Work to complete:
Within the listing below, please copy exactly the lines between the line holding "box: [429, 219, 468, 563]" and the line holding "456L175 478L219 465L223", inclusive.
_ _ _
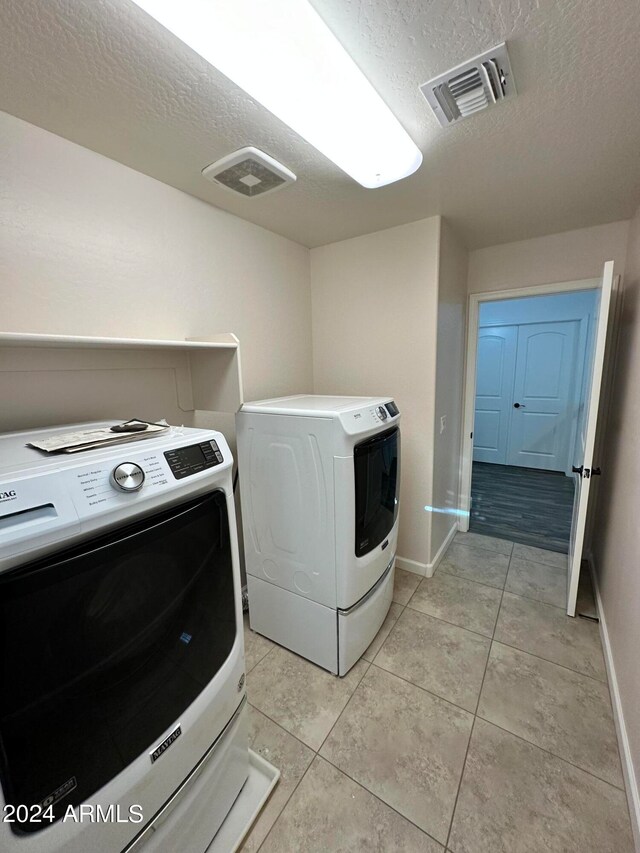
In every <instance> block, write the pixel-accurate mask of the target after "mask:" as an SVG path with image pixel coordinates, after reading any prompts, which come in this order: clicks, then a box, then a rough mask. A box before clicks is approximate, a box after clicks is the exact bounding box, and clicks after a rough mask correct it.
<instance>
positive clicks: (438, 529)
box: [429, 219, 468, 563]
mask: <svg viewBox="0 0 640 853" xmlns="http://www.w3.org/2000/svg"><path fill="white" fill-rule="evenodd" d="M467 261H468V253H467V250H466V249H465V248H464V246H463V245H462V244H461V243H460V241H459V240H458V239H457V237H456V235H455V233H454V231H453V229H452V228H451V227H450V226H449V224H448V223H447V221H446V220H444V219H443V220H442V223H441V229H440V254H439V268H438V326H437V352H436V400H435V411H434V421H435V423H434V462H433V495H432V505H433V514H432V520H431V541H430V558H429V562H430V563H432V562H433V560H434V559H435V558H436V555H437V554H438V552H439V550H440V548H441V547H442V545H443V544H444V543H445V541H446V539H447V536H448V535H449V533H450V532H451V530H452V528H453V527H456V526H457V520H458V514H457V509H458V503H459V486H460V447H461V432H462V391H463V376H464V341H465V319H466V308H467ZM443 416H444V417H445V418H446V425H445V429H444V432H440V419H441V417H443Z"/></svg>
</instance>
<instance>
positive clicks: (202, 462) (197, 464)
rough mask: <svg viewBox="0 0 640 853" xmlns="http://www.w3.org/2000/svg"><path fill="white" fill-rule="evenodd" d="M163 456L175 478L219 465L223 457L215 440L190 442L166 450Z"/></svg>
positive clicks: (180, 477)
mask: <svg viewBox="0 0 640 853" xmlns="http://www.w3.org/2000/svg"><path fill="white" fill-rule="evenodd" d="M164 458H165V459H166V460H167V462H168V463H169V468H171V473H172V474H173V476H174V477H175V478H176V480H181V479H182V478H183V477H189V476H190V475H191V474H197V473H198V472H199V471H204V470H205V468H213V467H214V465H220V463H221V462H222V459H223V457H222V453H220V448H219V447H218V443H217V442H216V441H202V442H200V443H199V444H190V445H189V446H188V447H177V448H176V449H175V450H167V451H166V452H165V454H164Z"/></svg>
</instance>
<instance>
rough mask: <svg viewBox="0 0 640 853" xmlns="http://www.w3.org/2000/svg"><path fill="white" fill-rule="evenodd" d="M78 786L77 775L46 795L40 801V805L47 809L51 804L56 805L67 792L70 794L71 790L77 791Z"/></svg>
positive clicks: (73, 776)
mask: <svg viewBox="0 0 640 853" xmlns="http://www.w3.org/2000/svg"><path fill="white" fill-rule="evenodd" d="M77 787H78V783H77V782H76V777H75V776H72V777H71V779H67V781H66V782H65V783H64V785H60V787H59V788H56V789H55V791H53V792H52V793H51V794H49V796H48V797H45V798H44V800H43V801H42V802H41V803H40V806H41V807H42V808H43V809H46V808H48V807H49V806H54V805H55V804H56V803H57V802H59V801H60V800H62V799H63V798H64V797H66V796H67V794H70V793H71V791H75V789H76V788H77Z"/></svg>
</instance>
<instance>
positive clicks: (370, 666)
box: [317, 658, 373, 757]
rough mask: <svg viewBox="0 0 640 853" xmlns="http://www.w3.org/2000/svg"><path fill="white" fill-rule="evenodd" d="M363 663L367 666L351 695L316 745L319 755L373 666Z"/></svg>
mask: <svg viewBox="0 0 640 853" xmlns="http://www.w3.org/2000/svg"><path fill="white" fill-rule="evenodd" d="M360 660H364V658H360ZM365 663H366V664H367V668H366V669H365V671H364V672H363V673H362V676H361V677H360V680H359V681H358V683H357V684H356V686H355V687H354V688H353V691H352V693H351V696H349V698H348V699H347V701H346V702H345V704H344V708H343V709H342V710H341V711H340V713H339V714H338V716H337V717H336V718H335V720H334V722H333V724H332V725H331V728H330V729H329V731H328V732H327V734H326V735H325V737H324V738H323V739H322V743H321V744H320V746H319V747H318V750H317V754H318V755H320V750H321V749H322V747H323V746H324V745H325V743H326V742H327V740H328V739H329V737H330V736H331V732H332V731H333V730H334V729H335V727H336V726H337V725H338V721H339V720H340V718H341V717H342V715H343V714H344V712H345V711H346V710H347V708H348V707H349V705H350V704H351V700H352V699H353V697H354V696H355V694H356V691H357V689H358V687H360V685H361V684H362V682H363V680H364V677H365V676H366V674H367V673H368V672H369V670H370V669H371V667H372V666H373V664H372V663H371V662H370V661H365ZM321 757H324V756H321Z"/></svg>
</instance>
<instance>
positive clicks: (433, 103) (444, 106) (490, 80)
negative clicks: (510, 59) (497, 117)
mask: <svg viewBox="0 0 640 853" xmlns="http://www.w3.org/2000/svg"><path fill="white" fill-rule="evenodd" d="M420 91H421V92H422V94H423V95H424V96H425V98H426V99H427V101H428V102H429V105H430V107H431V109H432V110H433V111H434V113H435V114H436V118H437V119H438V121H439V122H440V124H441V125H442V126H443V127H446V126H447V125H449V124H454V123H455V122H457V121H460V119H463V118H466V117H467V116H470V115H473V113H477V112H479V111H480V110H484V109H486V108H487V107H492V106H493V105H494V104H498V103H500V101H504V99H505V98H510V97H512V96H513V95H515V94H516V86H515V82H514V79H513V72H512V71H511V63H510V62H509V54H508V53H507V45H506V43H505V42H502V44H499V45H497V47H494V48H493V49H492V50H488V51H487V52H486V53H481V54H480V56H476V57H475V58H474V59H470V60H469V61H468V62H463V63H462V65H458V66H457V67H456V68H452V69H451V71H447V72H446V74H441V75H440V76H439V77H434V78H433V80H429V82H428V83H423V84H422V86H420Z"/></svg>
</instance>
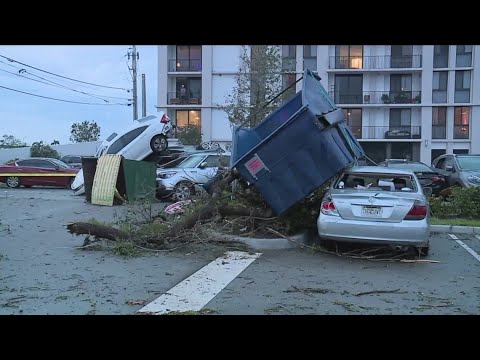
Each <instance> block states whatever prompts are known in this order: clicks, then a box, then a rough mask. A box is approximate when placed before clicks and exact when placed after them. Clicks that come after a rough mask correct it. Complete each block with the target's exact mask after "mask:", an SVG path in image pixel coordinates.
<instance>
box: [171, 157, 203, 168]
mask: <svg viewBox="0 0 480 360" xmlns="http://www.w3.org/2000/svg"><path fill="white" fill-rule="evenodd" d="M204 158H205V155H192V156H189V157H188V158H186V159H185V160H184V161H182V162H181V163H180V164H178V166H177V167H179V168H194V167H195V166H197V165H198V164H200V162H201V161H202V160H203V159H204Z"/></svg>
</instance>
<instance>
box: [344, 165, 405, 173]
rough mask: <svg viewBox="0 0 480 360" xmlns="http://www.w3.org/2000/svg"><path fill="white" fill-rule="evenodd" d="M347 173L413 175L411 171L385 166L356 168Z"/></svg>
mask: <svg viewBox="0 0 480 360" xmlns="http://www.w3.org/2000/svg"><path fill="white" fill-rule="evenodd" d="M345 172H347V173H372V174H396V175H412V174H413V171H411V170H402V169H397V168H388V167H384V166H354V167H352V168H350V169H348V170H347V171H345Z"/></svg>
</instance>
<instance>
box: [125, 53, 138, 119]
mask: <svg viewBox="0 0 480 360" xmlns="http://www.w3.org/2000/svg"><path fill="white" fill-rule="evenodd" d="M127 55H128V59H129V60H130V56H132V68H131V69H130V70H132V79H133V120H137V119H138V97H137V60H138V59H139V53H137V48H136V46H135V45H133V46H132V52H131V53H130V52H129V53H128V54H127Z"/></svg>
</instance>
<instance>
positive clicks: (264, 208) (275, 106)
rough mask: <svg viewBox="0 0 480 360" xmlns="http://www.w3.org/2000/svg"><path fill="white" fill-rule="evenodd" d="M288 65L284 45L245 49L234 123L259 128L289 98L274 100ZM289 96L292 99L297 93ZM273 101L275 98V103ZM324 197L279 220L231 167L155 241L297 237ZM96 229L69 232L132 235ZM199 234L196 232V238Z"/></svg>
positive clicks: (79, 233)
mask: <svg viewBox="0 0 480 360" xmlns="http://www.w3.org/2000/svg"><path fill="white" fill-rule="evenodd" d="M284 65H285V64H284V62H283V59H282V57H281V53H280V51H279V47H278V46H265V45H259V46H250V47H247V46H244V47H243V51H242V55H241V61H240V67H239V71H238V73H237V75H236V77H235V86H234V88H233V90H232V94H231V95H229V96H227V98H226V104H225V106H224V107H223V110H224V111H225V112H226V113H227V115H228V118H229V121H230V123H231V124H232V125H239V124H245V126H249V127H253V126H255V125H256V124H258V123H259V122H261V121H262V120H263V119H264V118H265V117H266V116H267V115H268V114H269V113H271V112H272V111H274V110H275V109H276V108H278V106H279V105H280V104H281V102H282V101H283V100H285V97H278V98H276V99H274V98H275V97H276V96H277V95H278V94H279V93H280V92H281V91H282V90H283V89H284V88H285V85H282V80H285V79H284V77H283V76H284V75H285V71H284V70H283V69H285V68H286V67H285V66H284ZM285 94H286V95H285V96H287V97H289V96H291V95H292V93H285ZM293 94H294V91H293ZM272 99H274V100H273V101H271V100H272ZM269 102H270V103H269ZM266 103H269V104H268V106H265V104H266ZM322 194H323V189H321V190H318V191H317V192H315V194H313V195H312V196H311V197H309V198H307V199H305V200H304V201H303V202H302V203H301V204H298V205H297V206H294V207H293V208H292V209H290V210H289V211H287V213H286V214H283V215H282V216H280V217H276V216H274V215H273V211H272V210H271V209H270V208H269V207H268V205H267V204H266V202H265V201H264V200H263V199H262V197H261V195H260V194H259V193H258V192H257V191H256V190H255V189H254V188H252V187H250V186H248V185H247V184H246V183H245V182H244V181H243V180H242V178H241V177H240V176H239V174H238V172H237V171H235V169H230V170H228V171H225V172H223V173H221V174H219V175H217V176H216V177H215V178H214V179H213V180H212V181H211V183H210V187H209V191H208V196H205V197H200V198H198V200H196V201H194V202H193V203H191V204H190V205H188V206H186V207H185V208H186V211H185V213H184V214H183V215H182V216H180V217H174V218H173V220H167V221H165V224H166V226H164V227H162V228H161V229H160V230H159V231H161V232H162V234H160V235H161V236H157V237H155V239H152V242H157V243H158V241H159V240H158V239H159V238H160V239H162V241H161V242H162V244H164V243H165V239H167V241H168V239H177V240H178V239H180V238H181V237H182V236H184V237H188V236H190V238H191V237H192V233H191V232H192V231H195V229H197V230H198V227H199V225H202V227H203V226H204V225H206V224H207V223H208V224H210V225H212V224H217V225H221V226H219V227H221V229H222V230H223V231H225V229H227V228H228V230H227V231H230V232H232V231H233V232H240V233H243V234H244V233H255V231H258V230H259V229H263V232H266V231H267V229H269V228H272V227H273V228H276V229H277V230H280V231H284V233H286V234H292V233H294V232H296V231H298V230H300V229H305V228H308V227H312V226H313V225H314V224H315V220H316V217H317V216H318V211H319V209H320V199H321V197H322ZM94 225H95V226H90V225H89V224H88V223H74V224H70V225H69V227H68V229H69V231H70V232H71V233H73V234H77V235H80V234H90V235H93V236H97V237H100V238H102V237H103V238H108V239H114V238H117V240H122V239H125V238H129V235H128V234H126V233H119V232H118V231H116V230H115V229H114V230H109V229H108V227H102V226H100V227H99V226H98V224H94ZM227 225H228V226H227ZM197 235H198V234H197V233H196V234H195V236H197Z"/></svg>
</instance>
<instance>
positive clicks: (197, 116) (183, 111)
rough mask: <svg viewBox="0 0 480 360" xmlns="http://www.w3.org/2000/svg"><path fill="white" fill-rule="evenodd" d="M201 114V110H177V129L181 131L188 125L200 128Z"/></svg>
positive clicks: (176, 111) (200, 125)
mask: <svg viewBox="0 0 480 360" xmlns="http://www.w3.org/2000/svg"><path fill="white" fill-rule="evenodd" d="M201 114H202V113H201V110H177V111H176V114H175V120H176V123H175V124H176V125H177V129H178V130H179V131H181V130H182V129H183V128H185V127H187V126H190V125H195V126H201V123H202V119H201V116H202V115H201Z"/></svg>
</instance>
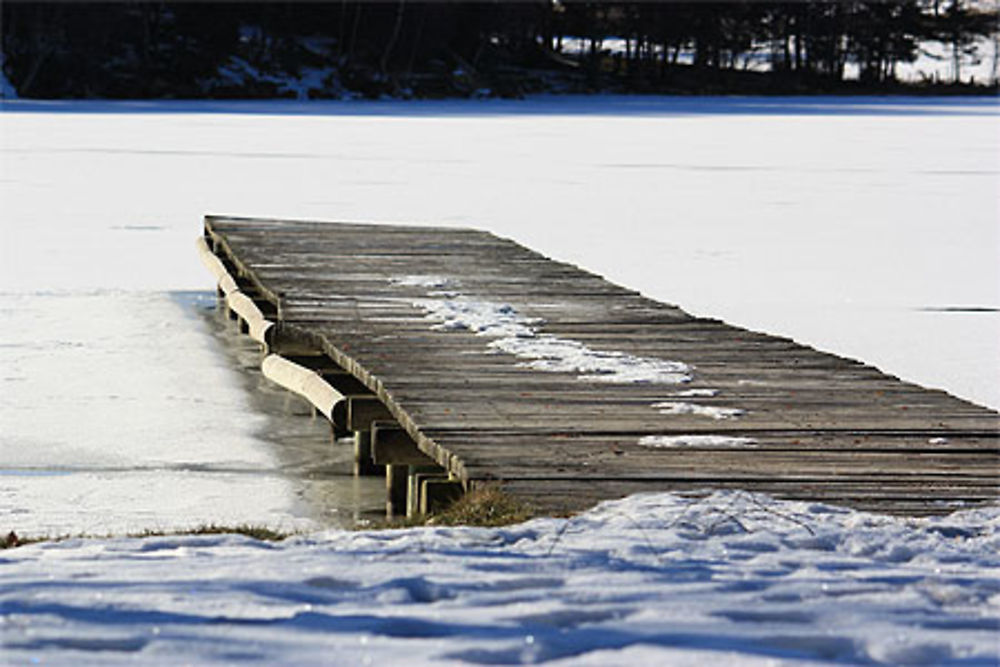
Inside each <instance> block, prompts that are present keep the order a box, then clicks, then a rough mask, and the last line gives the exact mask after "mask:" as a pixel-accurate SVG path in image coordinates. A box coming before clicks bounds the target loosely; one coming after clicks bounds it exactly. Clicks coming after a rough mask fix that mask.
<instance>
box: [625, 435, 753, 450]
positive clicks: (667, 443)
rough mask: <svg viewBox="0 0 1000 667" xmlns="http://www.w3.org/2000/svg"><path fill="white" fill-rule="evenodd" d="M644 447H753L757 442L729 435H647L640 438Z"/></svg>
mask: <svg viewBox="0 0 1000 667" xmlns="http://www.w3.org/2000/svg"><path fill="white" fill-rule="evenodd" d="M639 444H640V445H642V446H643V447H656V448H660V449H664V448H671V447H753V446H754V445H756V444H757V441H756V440H754V439H753V438H744V437H737V436H728V435H647V436H643V437H642V438H639Z"/></svg>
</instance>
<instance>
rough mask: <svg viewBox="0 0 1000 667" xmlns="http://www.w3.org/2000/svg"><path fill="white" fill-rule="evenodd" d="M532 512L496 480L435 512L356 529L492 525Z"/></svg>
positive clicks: (485, 526)
mask: <svg viewBox="0 0 1000 667" xmlns="http://www.w3.org/2000/svg"><path fill="white" fill-rule="evenodd" d="M533 516H535V513H534V512H533V511H532V509H531V507H530V506H529V505H527V504H526V503H524V502H522V501H520V500H518V499H516V498H514V497H513V496H511V495H509V494H507V493H505V492H504V491H503V490H502V489H501V488H500V486H499V485H497V484H486V485H483V486H479V487H476V488H474V489H473V490H472V491H469V492H468V493H466V494H465V495H464V496H462V497H461V498H459V499H458V500H456V501H455V502H454V503H452V504H451V505H450V506H449V507H447V508H446V509H444V510H443V511H441V512H439V513H437V514H429V515H424V516H415V517H406V518H398V519H387V520H386V521H382V522H377V523H372V524H368V525H363V526H358V527H357V530H385V529H391V528H414V527H417V526H476V527H481V528H493V527H496V526H509V525H511V524H514V523H521V522H522V521H527V520H528V519H530V518H532V517H533Z"/></svg>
_ _ _
Result:
box: [429, 219, 468, 563]
mask: <svg viewBox="0 0 640 853" xmlns="http://www.w3.org/2000/svg"><path fill="white" fill-rule="evenodd" d="M467 261H468V253H467V250H466V249H465V248H464V246H463V245H462V244H461V243H460V241H459V240H458V239H457V237H456V235H455V233H454V231H453V229H452V228H451V227H450V226H449V224H448V223H447V221H446V220H444V219H443V220H442V223H441V229H440V254H439V268H438V326H437V352H436V400H435V411H434V421H435V423H434V462H433V495H432V505H433V514H432V520H431V541H430V558H429V562H430V563H432V562H433V560H434V559H435V558H436V555H437V554H438V552H439V550H440V548H441V547H442V545H443V544H444V543H445V541H446V539H447V536H448V535H449V533H450V532H451V530H452V528H453V527H456V526H457V520H458V514H457V509H458V503H459V486H460V447H461V432H462V391H463V376H464V341H465V319H466V308H467ZM443 416H444V417H445V418H446V425H445V429H444V432H440V419H441V417H443Z"/></svg>
</instance>
<instance>
positive clicks: (202, 462) (197, 464)
rough mask: <svg viewBox="0 0 640 853" xmlns="http://www.w3.org/2000/svg"><path fill="white" fill-rule="evenodd" d="M163 456L175 478L219 465L223 457L215 440L190 442L166 450Z"/></svg>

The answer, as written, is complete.